-- start of Excerpt --
[Mesa-dev] [PATCH 00/11] i965: UBO pushing for fun and profit?

Fri Jul 7 00:22:09 UTC 2017

Hello,

This series begins pushing UBOs (rather than resorting to pull loads)
for scalar shaders on Gen7.5+, for the OpenGL driver.  Future work is
to hook it up for Vulkan (haven't started), for the vec4 shader stages
(I have about 75% of the code written), and for Gen7 (I have a plan).

Note that compute shaders unfortunately still resort to pull messages,
because I haven't found a way to make the constant commands absolute
addresses instead of being relative to dynamic state base address.

This has long been a gap in our UBO support - we pushed regular
uniform data, but always resorted to pulls for UBOs, making them
slower than regular uniforms.

I started this project a year and a half ago, and it initially looked
very promising - up to 30% faster in Tomb Raider, for example.  However,
Curro improved the performance of pull messages significantly since then.
-- end of Excerpt --
-- start of Given material --
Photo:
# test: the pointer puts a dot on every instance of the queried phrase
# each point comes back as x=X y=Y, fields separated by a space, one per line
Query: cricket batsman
-- end of Given material --
*Instruction*
Proceed with the patch announcement about pushing UBOs in the i965 driver, starting right after its last sentence. None of the lines are needed here.

*Solved exercise*
Now, it doesn't seem to have as large of an impact.  Jason thinks this
would help close the GL/Vulkan gap in Talos Principle, when we finally
hook it up in Vulkan.  One place where it does help is GLBenchmark 3.1
Manhattan, which improves 3-4% on most platforms, and 6-7% on SKL GT4.
This is primarily because it avoids doing a pull load in a loop, though,
which could be solved by using the global code motion pass...

I figured I'd at least send it out for an initial review, and we can
continue collecting benchmark data...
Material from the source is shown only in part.